STATED GOAL :: Copy each line below without leaving any out.

■ ■ ■ ■ ■

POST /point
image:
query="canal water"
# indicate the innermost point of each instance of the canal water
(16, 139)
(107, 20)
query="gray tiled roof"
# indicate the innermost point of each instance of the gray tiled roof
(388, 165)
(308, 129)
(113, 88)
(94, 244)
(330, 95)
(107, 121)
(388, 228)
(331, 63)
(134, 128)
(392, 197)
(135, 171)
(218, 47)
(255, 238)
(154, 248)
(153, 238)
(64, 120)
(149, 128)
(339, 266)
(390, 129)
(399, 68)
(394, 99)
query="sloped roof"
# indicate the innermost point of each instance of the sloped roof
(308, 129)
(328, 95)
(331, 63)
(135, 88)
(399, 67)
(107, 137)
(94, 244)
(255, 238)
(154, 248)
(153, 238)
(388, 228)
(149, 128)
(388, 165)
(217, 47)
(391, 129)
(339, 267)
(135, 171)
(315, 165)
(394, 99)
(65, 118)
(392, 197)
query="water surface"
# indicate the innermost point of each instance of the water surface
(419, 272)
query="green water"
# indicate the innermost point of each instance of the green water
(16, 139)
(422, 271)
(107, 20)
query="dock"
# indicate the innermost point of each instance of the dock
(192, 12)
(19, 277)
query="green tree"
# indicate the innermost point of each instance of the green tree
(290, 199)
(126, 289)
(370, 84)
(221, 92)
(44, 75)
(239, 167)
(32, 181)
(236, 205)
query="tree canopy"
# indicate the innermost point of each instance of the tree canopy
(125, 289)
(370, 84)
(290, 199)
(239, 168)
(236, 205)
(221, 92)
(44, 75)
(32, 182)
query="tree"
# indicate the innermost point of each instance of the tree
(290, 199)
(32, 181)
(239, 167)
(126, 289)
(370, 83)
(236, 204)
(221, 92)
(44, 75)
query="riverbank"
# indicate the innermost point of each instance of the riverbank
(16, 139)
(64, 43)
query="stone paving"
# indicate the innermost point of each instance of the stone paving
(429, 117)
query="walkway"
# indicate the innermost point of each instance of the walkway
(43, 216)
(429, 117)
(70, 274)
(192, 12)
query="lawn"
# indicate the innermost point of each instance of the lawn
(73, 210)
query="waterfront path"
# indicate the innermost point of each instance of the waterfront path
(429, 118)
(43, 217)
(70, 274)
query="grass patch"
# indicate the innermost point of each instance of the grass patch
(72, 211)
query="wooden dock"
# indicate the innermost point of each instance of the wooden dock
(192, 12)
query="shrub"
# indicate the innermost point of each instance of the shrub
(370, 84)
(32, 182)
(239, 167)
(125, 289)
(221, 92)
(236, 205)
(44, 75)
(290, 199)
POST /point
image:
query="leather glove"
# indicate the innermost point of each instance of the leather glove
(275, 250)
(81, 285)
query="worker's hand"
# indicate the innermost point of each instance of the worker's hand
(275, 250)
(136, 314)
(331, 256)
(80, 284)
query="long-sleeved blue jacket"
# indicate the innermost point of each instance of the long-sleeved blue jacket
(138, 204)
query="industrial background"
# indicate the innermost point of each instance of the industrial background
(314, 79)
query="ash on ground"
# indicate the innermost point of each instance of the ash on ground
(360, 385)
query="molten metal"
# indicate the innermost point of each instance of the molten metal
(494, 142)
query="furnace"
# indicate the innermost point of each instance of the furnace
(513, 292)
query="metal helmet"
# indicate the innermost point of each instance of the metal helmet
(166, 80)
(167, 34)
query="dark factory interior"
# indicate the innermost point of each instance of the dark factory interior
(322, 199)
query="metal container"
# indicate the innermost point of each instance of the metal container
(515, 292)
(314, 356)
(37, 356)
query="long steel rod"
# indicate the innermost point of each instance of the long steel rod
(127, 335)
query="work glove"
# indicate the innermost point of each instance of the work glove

■ ■ ■ ■ ■

SOLVED PROBLEM ::
POST /point
image:
query="canal water"
# indicate the innermost point of each instance of the canal water
(16, 139)
(107, 20)
query="gray tiled roof"
# indicate the innermost point of each instance of the gray tiled roof
(388, 165)
(308, 129)
(113, 88)
(94, 244)
(330, 95)
(107, 121)
(388, 228)
(331, 63)
(134, 128)
(392, 197)
(135, 171)
(218, 47)
(255, 238)
(154, 248)
(153, 238)
(64, 120)
(149, 128)
(339, 266)
(390, 129)
(399, 68)
(394, 99)
query="sloped roof"
# indicate the innermost point of each instance of the sloped roof
(308, 129)
(328, 95)
(331, 63)
(135, 88)
(399, 67)
(107, 137)
(94, 244)
(255, 238)
(154, 248)
(153, 238)
(388, 228)
(149, 128)
(388, 165)
(217, 47)
(391, 129)
(339, 267)
(135, 171)
(315, 165)
(394, 99)
(65, 118)
(392, 197)
query="water surface"
# indicate the innermost point of each instance of the water surface
(419, 272)
query="green water"
# indicate the innermost point of each instance of the green water
(16, 139)
(422, 271)
(107, 20)
query="dock"
# indicate the innermost point of each instance of the dock
(192, 12)
(19, 277)
query="green tree"
# indicate the innermost point of each instance of the green tree
(290, 199)
(126, 289)
(370, 84)
(221, 92)
(44, 75)
(239, 167)
(32, 181)
(236, 205)
query="tree canopy"
# indicate the innermost point of each instance of the tree canopy
(125, 289)
(370, 84)
(290, 199)
(239, 168)
(236, 205)
(221, 92)
(44, 75)
(32, 182)
query="tree"
# indicate the innermost point of each instance of the tree
(290, 199)
(32, 181)
(239, 167)
(126, 289)
(370, 83)
(236, 204)
(221, 92)
(44, 75)
query="riverbank"
# indicate the innermost point of each instance of the riverbank
(16, 139)
(64, 43)
query="stone paving"
# indicate the innermost point of each instance of the stone paving
(429, 117)
query="walkway"
# indicate the innermost point of each instance of the walkway
(43, 216)
(429, 117)
(70, 274)
(192, 12)
query="lawn"
# indicate the innermost point of each instance of the lawn
(73, 210)
query="waterfront path"
# indicate the innermost point of each instance of the waterfront path
(429, 118)
(43, 217)
(70, 274)
query="grass patch"
# indicate the innermost point of each instance of the grass patch
(72, 211)
query="wooden dock"
# indicate the innermost point of each instance of the wooden dock
(192, 12)
query="shrub"
# indicate the innermost point of each instance of the shrub
(370, 84)
(32, 182)
(239, 167)
(125, 289)
(221, 92)
(236, 205)
(44, 75)
(290, 199)
POST /point
image:
query="leather glove"
# indicate the innermost point of each instance of the leather glove
(275, 250)
(81, 285)
query="worker's hand"
# indicate the innermost point of each instance of the worker's hand
(275, 250)
(136, 314)
(331, 256)
(80, 284)
query="long-sleeved blue jacket"
# indicate the innermost point of each instance of the long-sleeved blue jacket
(138, 204)
query="industrial background"
# indicate the innermost point of each instance of the industrial background
(314, 79)
query="ash on ground"
# indicate the innermost point of each instance of the ash on ground
(360, 385)
query="molten metal"
# indicate the innermost point of each instance of the molten metal
(494, 142)
query="furnace"
# indicate the innermost point of each instance of the furnace
(513, 292)
query="metal helmet"
# indicate the innermost point of each instance of the metal helmet
(166, 80)
(167, 34)
query="dark factory interior"
# indicate the innermost point of each instance of the dark factory interior
(322, 199)
query="metal container"
# indicate the innermost point of each instance of the metal container
(515, 292)
(314, 356)
(37, 356)
query="long steel rod"
# indicate the innermost point of each instance of the long steel rod
(127, 335)
query="work glove"
# indicate the innermost point of each instance of the work glove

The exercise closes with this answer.